[SET TASK 1]: In the rows below, transcribe each line exactly as it appears, starting with the line containing "Where can the sunflower leaf" and going on through the last row.

[EXCERPTED PASSAGE]:

= = =

JACKSONVILLE - With Tropical Storm Andrea approaching and hurricane season in full swing the Jacksonville Electric Authority has released some advice to keep your home safe during the storm.
To report outages in your area call JEA at 904-665-6000
To view current outages visit https://jea.com/Outage
They ask people to make sure they are aware how to properly run a generator. If you are unaware of how to to run it safely, do not use it.
If you do use a generator, make sure it is in a well-ventilated area. The fumes can be deadly if inhaled.
If your home is damaged by water or flooding, contact a professional electrician to asses the damage. They will be able to tell you when you can safely turn your power back on.
If a power line is down in your area, contact JEA immediately. Do not approach the down power lines because they may be energized. You can be electrocuted just by getting within proximity to the power line.

= = =

[SET TASK 2]: Restate the storm safety advice from "To report outages" through "not use it.", swapping "generator" for "portable generator".

[DATA RECORDS]:

= = =

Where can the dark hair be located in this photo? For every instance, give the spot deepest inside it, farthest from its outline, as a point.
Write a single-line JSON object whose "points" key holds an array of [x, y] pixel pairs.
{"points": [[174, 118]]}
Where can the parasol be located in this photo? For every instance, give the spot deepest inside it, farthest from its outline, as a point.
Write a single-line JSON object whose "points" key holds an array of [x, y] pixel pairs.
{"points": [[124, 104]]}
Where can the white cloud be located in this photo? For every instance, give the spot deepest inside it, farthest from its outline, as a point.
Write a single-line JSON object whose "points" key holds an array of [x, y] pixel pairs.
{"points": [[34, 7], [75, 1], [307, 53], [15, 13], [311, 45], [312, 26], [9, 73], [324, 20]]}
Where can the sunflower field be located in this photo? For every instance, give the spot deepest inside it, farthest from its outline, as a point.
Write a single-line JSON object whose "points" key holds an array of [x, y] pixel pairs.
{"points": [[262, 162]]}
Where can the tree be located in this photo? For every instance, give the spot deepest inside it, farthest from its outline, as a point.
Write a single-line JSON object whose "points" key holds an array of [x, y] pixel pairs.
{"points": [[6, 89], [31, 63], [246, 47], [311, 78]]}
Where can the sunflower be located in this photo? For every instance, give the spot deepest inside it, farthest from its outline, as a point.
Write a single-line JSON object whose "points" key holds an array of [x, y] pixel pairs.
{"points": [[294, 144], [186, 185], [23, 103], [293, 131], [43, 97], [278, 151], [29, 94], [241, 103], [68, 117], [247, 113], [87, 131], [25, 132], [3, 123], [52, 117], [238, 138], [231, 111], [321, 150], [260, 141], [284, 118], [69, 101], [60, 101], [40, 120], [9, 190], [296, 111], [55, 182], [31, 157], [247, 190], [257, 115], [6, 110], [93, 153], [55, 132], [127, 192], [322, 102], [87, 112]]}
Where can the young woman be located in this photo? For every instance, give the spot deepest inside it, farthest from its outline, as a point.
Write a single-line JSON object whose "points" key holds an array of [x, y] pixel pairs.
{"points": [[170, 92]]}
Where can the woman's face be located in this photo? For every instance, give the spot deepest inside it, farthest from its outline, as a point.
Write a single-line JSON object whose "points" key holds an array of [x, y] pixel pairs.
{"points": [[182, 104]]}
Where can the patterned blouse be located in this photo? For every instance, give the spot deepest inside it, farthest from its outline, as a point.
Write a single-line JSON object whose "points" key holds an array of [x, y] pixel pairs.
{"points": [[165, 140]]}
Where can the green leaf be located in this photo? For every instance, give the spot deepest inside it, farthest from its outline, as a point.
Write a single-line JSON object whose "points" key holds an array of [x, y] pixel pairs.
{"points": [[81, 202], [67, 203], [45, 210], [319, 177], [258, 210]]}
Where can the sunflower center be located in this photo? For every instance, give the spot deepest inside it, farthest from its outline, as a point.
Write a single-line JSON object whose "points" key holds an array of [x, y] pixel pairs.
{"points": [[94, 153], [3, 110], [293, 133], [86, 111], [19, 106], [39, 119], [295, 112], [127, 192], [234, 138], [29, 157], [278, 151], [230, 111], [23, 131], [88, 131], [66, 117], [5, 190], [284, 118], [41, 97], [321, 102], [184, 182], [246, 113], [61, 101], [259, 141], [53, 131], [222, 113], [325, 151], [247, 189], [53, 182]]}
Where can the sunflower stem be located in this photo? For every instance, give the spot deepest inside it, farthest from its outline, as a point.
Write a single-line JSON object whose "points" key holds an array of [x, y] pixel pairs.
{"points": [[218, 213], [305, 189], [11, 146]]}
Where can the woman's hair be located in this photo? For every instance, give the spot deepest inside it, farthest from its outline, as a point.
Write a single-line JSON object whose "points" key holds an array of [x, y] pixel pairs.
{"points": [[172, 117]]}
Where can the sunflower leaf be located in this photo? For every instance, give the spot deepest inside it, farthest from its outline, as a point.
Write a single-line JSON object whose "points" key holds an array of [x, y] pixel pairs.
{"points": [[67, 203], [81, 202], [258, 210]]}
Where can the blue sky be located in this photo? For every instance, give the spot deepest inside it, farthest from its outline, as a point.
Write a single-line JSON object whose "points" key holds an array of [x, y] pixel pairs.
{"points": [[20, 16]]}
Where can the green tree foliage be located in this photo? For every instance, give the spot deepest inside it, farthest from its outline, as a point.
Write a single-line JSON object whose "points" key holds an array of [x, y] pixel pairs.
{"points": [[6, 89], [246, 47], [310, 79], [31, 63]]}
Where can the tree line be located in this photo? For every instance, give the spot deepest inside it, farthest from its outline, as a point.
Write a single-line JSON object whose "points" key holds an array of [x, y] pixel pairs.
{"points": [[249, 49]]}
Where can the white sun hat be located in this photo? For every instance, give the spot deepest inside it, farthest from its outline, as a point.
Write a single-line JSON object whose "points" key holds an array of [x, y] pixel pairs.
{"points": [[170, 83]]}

= = =

[WRITTEN RESPONSE 1]:
Where can the sunflower leaf be located in this photo? For every instance, give the spot deepest inside it, farthest from its outline, as a point.
Write a single-line JSON object whose "points" key holds an array of [x, y] pixel pairs.
{"points": [[67, 203], [81, 202], [258, 210]]}
Where can the blue sky be located in this photo? For every instance, give the spot deepest inside it, farthest from its outline, as a point.
Write a single-line JSON object whose "points" key holds an array of [x, y] pixel pairs.
{"points": [[20, 16]]}
Where can the green tree foliage be located in this photo? For every instance, give the spot deepest inside it, farthest from its outline, as a point.
Write a single-line JSON object whose "points" key holds an array of [x, y] pixel pairs.
{"points": [[6, 89], [246, 47], [310, 79], [31, 63]]}
Where can the tree line be located in this photo? For every instance, give the spot deepest inside it, farthest from its outline, as a point.
Write a single-line JSON object whose "points" key holds an array of [x, y] pixel pairs.
{"points": [[249, 49]]}
Where can the white sun hat be located in this photo? For every instance, give the spot deepest inside it, farthest from its outline, as a point.
Write a single-line JSON object whose "points" key holds an array of [x, y] pixel pairs.
{"points": [[170, 83]]}

[WRITTEN RESPONSE 2]:
To report outages in your area call JEA at 904-665-6000
To view current outages visit https://jea.com/Outage
They ask people to make sure they are aware how to properly run a portable generator. If you are unaware of how to to run it safely, do not use it.